EXCERPT TO READ:
- Operation Fa Ngum: Part of Laotian Civil War; Vietnam War
| Date | 1–27 April 1972 |
| Location | Laongam, Ban Ngik, and surrounding areas |
| Result | Partial victory for Royalist forces |
| Territorial changes | Royalist forces take Laongam, temporarily capture but then abandon Ban Ngik |

Belligerents
- Kingdom of Laos Forces Armee Neutralistes Supported by United States: North Vietnam

Units involved
- Group Mobile 32 Group Mobile 41 Ad-hoc Group Mobile Three FAN battalions: 9th Regiment 39th Regiment

= Operation Fa Ngum =

1972 military offensive

Operation Fa Ngum (1-27 April 1972) was a Laotian military offensive aimed at capturing the villages of Ban Ngik and Laongam as bases for incursions onto the Ho Chi Minh Trail. The Central Intelligence Agency backers of Royalist guerrillas planned to use a combination of air mobility and route march assaults to clear Route 23 through the two towns. Defensive forces to be defeated were the People's Army of Vietnam 9th and 39th Regiments. At various times and in differing combinations, the Royalists would commit two regiments of guerrillas, a makeshift regiment of the Royal Lao Army, three battalions of Neutralists, and a detachment of armored cars. Fighting a two-phase battle, the Royalists displaced the two PAVN regiments back towards the Vietnamese border. The Royalists both gained and gave up the open air cemetery of Ban Ngik. The PAVN returned westward toward the Thai border as the Royalists fell back. Enfeebled by mutiny and a serious casualty rate, the Royalists ended Operation Fa Ngum with a weak defensive blocking position at Laongam on Route 23.

==Overview==

The Ho Chi Minh Trail was central to the People's Army of Vietnam (PAVN) strategy for the conquest of South Vietnam during the Second Indochina War. When a series of nine CIA-sponsored incursions from Military Region 3 (MR 3) and Military Region 4 (MR 4) of the southern panhandle of the Kingdom of Laos during 1969 and 1970 failed to interdict the Trail, the massive Operation Lam Son 719 was staged on 8 February 1971 to cut it. In the wake of this failure, Central Intelligence Agency (CIA) backed Laotian guerrillas and Royal Lao Government (RLG) military irregulars made further attempts at severing the Communist logistical lines of communication.

STATED GOAL A:
Could you shift every coordinate by 97 and give back only the records from the line with "Pin the brick house, one" through the end of the records, both ends included, with the pin request line kept as well?

RECORD SET:
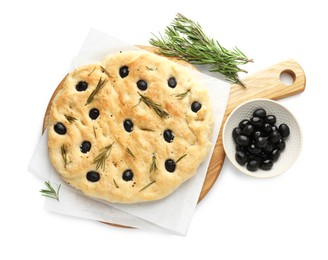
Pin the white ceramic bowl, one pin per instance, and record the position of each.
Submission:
(283, 115)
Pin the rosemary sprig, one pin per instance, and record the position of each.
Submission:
(50, 192)
(185, 39)
(91, 71)
(101, 158)
(146, 129)
(94, 132)
(129, 152)
(153, 165)
(157, 107)
(181, 96)
(115, 183)
(151, 69)
(64, 154)
(100, 85)
(70, 119)
(152, 182)
(183, 156)
(105, 71)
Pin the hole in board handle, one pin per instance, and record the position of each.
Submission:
(287, 77)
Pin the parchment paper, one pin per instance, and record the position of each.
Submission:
(172, 214)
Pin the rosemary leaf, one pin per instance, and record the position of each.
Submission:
(94, 132)
(153, 165)
(50, 192)
(186, 40)
(100, 160)
(106, 72)
(157, 107)
(115, 183)
(146, 129)
(151, 69)
(181, 96)
(64, 154)
(70, 119)
(152, 182)
(100, 85)
(91, 71)
(130, 153)
(183, 156)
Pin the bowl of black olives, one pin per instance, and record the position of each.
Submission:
(262, 138)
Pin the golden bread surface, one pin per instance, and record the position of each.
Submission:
(130, 129)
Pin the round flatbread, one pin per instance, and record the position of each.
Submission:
(132, 128)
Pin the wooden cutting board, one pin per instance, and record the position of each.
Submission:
(263, 84)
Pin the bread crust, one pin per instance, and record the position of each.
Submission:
(121, 99)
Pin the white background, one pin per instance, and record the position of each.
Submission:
(242, 217)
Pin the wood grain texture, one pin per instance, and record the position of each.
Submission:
(263, 84)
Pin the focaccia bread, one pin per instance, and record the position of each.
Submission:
(130, 129)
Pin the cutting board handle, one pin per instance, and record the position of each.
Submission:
(267, 84)
(263, 84)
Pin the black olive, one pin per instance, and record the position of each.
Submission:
(241, 157)
(284, 130)
(261, 141)
(248, 130)
(128, 125)
(281, 145)
(271, 119)
(241, 148)
(242, 140)
(93, 176)
(94, 113)
(257, 121)
(243, 123)
(81, 86)
(275, 155)
(266, 164)
(257, 134)
(274, 136)
(168, 135)
(170, 165)
(268, 147)
(60, 128)
(85, 146)
(124, 71)
(253, 149)
(274, 128)
(127, 175)
(235, 133)
(196, 106)
(172, 82)
(142, 85)
(260, 112)
(253, 165)
(266, 128)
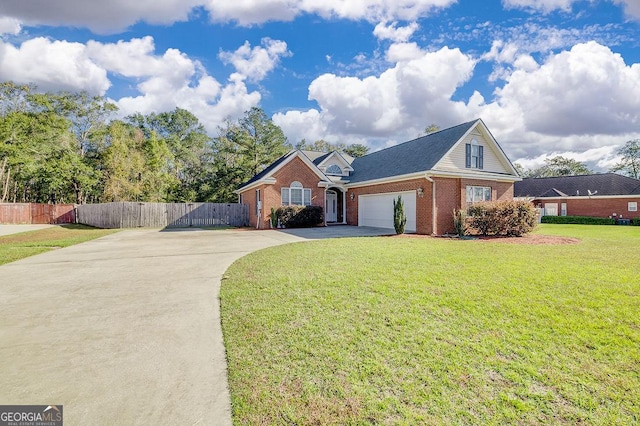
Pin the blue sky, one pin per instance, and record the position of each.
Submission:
(548, 77)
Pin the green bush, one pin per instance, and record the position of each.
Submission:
(580, 220)
(300, 216)
(399, 217)
(460, 222)
(507, 218)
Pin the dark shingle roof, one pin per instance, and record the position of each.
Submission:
(409, 157)
(268, 170)
(605, 184)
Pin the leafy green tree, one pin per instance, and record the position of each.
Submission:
(560, 166)
(189, 146)
(123, 163)
(243, 149)
(630, 162)
(399, 216)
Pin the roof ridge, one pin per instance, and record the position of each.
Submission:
(468, 123)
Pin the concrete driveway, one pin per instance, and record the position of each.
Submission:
(126, 329)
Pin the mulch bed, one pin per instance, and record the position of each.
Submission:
(530, 239)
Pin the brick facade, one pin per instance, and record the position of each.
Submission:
(594, 207)
(295, 170)
(450, 195)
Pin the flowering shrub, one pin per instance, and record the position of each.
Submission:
(507, 218)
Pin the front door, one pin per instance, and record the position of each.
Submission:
(331, 207)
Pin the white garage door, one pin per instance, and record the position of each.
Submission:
(377, 210)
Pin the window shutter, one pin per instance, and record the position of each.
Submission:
(468, 155)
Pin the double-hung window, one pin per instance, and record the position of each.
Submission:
(476, 194)
(474, 155)
(296, 195)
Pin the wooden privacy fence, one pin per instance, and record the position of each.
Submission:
(30, 213)
(162, 215)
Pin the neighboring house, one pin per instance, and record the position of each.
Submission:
(434, 174)
(598, 195)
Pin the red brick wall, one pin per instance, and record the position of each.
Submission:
(295, 170)
(423, 205)
(594, 207)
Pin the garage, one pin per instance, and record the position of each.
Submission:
(377, 209)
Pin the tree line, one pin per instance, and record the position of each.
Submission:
(65, 147)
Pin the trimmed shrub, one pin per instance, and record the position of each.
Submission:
(300, 216)
(460, 222)
(399, 217)
(506, 218)
(580, 220)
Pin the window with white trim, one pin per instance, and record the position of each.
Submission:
(476, 194)
(296, 195)
(474, 153)
(334, 169)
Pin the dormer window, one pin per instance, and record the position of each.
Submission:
(334, 170)
(474, 155)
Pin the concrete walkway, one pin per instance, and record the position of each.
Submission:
(126, 329)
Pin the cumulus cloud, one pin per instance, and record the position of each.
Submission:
(587, 90)
(631, 7)
(256, 63)
(391, 31)
(52, 65)
(100, 16)
(163, 81)
(398, 102)
(539, 5)
(115, 16)
(9, 25)
(247, 12)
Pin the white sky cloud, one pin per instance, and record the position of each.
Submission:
(98, 15)
(105, 17)
(52, 65)
(401, 100)
(391, 31)
(256, 63)
(9, 26)
(163, 81)
(247, 12)
(540, 5)
(631, 7)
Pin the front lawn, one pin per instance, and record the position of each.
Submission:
(18, 246)
(435, 331)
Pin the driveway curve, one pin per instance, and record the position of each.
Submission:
(126, 329)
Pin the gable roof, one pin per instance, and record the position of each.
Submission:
(268, 170)
(417, 155)
(583, 185)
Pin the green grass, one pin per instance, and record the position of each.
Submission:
(18, 246)
(435, 331)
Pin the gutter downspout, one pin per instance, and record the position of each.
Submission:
(434, 215)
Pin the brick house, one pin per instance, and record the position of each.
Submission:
(433, 174)
(597, 195)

STATED GOAL B:
Would you transcribe the Operation Fa Ngum article from "The Ho Chi Minh Trail was" to "lines of communication."?

EXERCISE RESULT A:
Pin the brick house, one pin per instance, and record the position of each.
Submission:
(530, 271)
(694, 292)

EXERCISE RESULT B:
The Ho Chi Minh Trail was central to the People's Army of Vietnam (PAVN) strategy for the conquest of South Vietnam during the Second Indochina War. When a series of nine CIA-sponsored incursions from Military Region 3 (MR 3) and Military Region 4 (MR 4) of the southern panhandle of the Kingdom of Laos during 1969 and 1970 failed to interdict the Trail, the massive Operation Lam Son 719 was staged on 8 February 1971 to cut it. In the wake of this failure, Central Intelligence Agency (CIA) backed Laotian guerrillas and Royal Lao Government (RLG) military irregulars made further attempts at severing the Communist logistical lines of communication.